▸ **CONSIGNE 1**:
Répondez à chaque question à l'aide du passage ci-dessous, en reprenant les lettres :
(a) Quelles matières la femme se procure-t-elle ?
(b) Où son mari est-il reconnu ?
(c) Que livre-t-elle au marchand ?
▸ **CONSIGNE 2**:
Les affirmations suivantes sont-elles conformes au passage ci-dessous ? Répondez par oui ou par non et citez les mots du passage qui en décident.
(a) La femme se lève une fois le jour venu.
(b) Elle vient en aide au pauvre.
(c) Le passage présente la beauté comme ce qui mérite la louange.

▸ **PASSAGE**:
Qui trouvera une femme de valeur ? Son prix dépasse de loin celui des coraux. Le cœur de son mari a confiance en elle, et le bénéfice ne manque pas. Elle lui fait du bien, et non pas du mal, tous les jours de sa vie. Elle se procure de la laine et du lin et travaille de ses mains avec plaisir. Elle est comme les bateaux d’un marchand, elle fait venir son pain de loin. Elle se lève lorsqu’il fait encore nuit, elle donne de quoi manger à sa maison, elle donne ses instructions à ses servantes. Elle pense à un champ et elle l’acquiert ; du fruit de ses mains elle plante une vigne. Elle ceint ses reins de force, elle affermit ses bras. Elle sent que ce qu’elle gagne est bon ; sa lampe ne s’éteint pas la nuit. Elle met la main à la quenouille, ses mains tiennent le fuseau. Elle ouvre ses mains pour le pauvre, elle tend la main au déshérité.Elle ne craint pas la neige pour sa maison : toute sa maison est vêtue d’écarlate. Elle se fait des couvertures, elle a des vêtements de fin lin et de pourpre rouge. Son mari est reconnu aux portes de la ville, lorsqu’il est assis avec les anciens du pays. Elle fait des sous-vêtements et les vend, elle livre des ceintures au marchand. Elle est revêtue de force et de dignité, elle se rit de l’avenir. Elle ouvre la bouche avec sagesse, sa langue enseigne la fidélité. Elle surveille la marche de sa maison, elle ne mange pas le pain de la paresse. Ses fils se lèvent, ils la déclarent heureuse ; son mari se lève, il la loue. Beaucoup de filles ont montré leur valeur ; toi, tu les surpasses toutes. La grâce est trompeuse et la beauté futile ; la femme qui craint le Seigneur, voilà celle qui sera louée. Donnez-lui du fruit de ses mains ; qu’aux portes de la ville ses œuvres la louent !

▸ **DONNÉES FOURNIES**:
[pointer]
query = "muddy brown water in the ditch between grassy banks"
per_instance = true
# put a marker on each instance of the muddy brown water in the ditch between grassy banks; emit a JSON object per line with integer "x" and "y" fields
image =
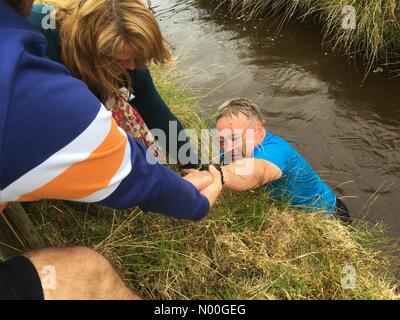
{"x": 349, "y": 132}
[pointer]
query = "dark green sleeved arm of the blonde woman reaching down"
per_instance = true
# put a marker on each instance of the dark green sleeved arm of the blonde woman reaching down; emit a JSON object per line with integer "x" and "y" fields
{"x": 156, "y": 113}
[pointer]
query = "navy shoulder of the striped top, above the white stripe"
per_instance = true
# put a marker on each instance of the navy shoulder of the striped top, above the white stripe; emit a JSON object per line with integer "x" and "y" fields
{"x": 46, "y": 110}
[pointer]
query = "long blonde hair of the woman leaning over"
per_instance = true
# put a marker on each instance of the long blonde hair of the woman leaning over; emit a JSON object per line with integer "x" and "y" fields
{"x": 92, "y": 32}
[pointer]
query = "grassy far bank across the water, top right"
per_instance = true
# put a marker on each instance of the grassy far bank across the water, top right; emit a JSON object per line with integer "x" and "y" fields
{"x": 376, "y": 38}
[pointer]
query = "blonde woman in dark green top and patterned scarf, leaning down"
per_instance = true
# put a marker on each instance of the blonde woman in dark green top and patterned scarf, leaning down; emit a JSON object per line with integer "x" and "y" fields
{"x": 107, "y": 44}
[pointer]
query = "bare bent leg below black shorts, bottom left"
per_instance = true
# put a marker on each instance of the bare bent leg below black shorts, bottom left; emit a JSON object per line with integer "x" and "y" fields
{"x": 80, "y": 274}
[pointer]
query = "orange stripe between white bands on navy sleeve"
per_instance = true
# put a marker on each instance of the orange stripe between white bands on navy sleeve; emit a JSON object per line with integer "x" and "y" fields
{"x": 85, "y": 178}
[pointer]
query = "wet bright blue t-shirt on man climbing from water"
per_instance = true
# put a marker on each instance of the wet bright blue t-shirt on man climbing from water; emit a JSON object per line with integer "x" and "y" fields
{"x": 299, "y": 184}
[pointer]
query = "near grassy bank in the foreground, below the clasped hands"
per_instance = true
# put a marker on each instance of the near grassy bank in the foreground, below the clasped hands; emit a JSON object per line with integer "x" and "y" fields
{"x": 247, "y": 248}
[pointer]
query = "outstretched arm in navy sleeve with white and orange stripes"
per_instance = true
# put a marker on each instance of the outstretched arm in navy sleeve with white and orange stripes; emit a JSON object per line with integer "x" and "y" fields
{"x": 59, "y": 142}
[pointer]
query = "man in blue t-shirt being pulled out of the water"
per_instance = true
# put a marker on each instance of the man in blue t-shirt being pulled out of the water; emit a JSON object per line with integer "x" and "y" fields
{"x": 266, "y": 160}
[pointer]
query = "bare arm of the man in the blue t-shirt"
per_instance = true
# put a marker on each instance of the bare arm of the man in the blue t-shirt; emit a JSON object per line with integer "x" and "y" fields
{"x": 249, "y": 174}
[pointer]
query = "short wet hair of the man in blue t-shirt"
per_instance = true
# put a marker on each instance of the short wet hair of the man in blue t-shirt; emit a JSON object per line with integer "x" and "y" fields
{"x": 239, "y": 105}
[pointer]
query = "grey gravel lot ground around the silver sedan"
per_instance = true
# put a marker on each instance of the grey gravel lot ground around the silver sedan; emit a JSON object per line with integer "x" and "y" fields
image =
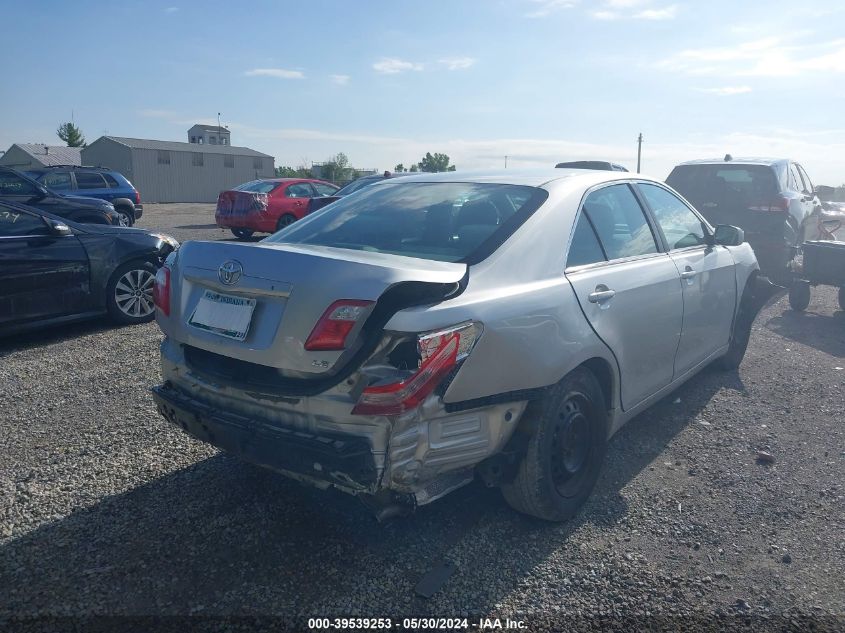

▸ **RÉPONSE 1**:
(a) De la laine et du lin.
(b) Aux portes de la ville, lorsqu'il est assis avec les anciens du pays.
(c) Des ceintures.

▸ **RÉPONSE 2**:
(a) Non : « Elle se lève lorsqu’il fait encore nuit ».
(b) Oui : « Elle ouvre ses mains pour le pauvre ».
(c) Non : « La grâce est trompeuse et la beauté futile ; la femme qui craint le Seigneur, voilà celle qui sera louée. »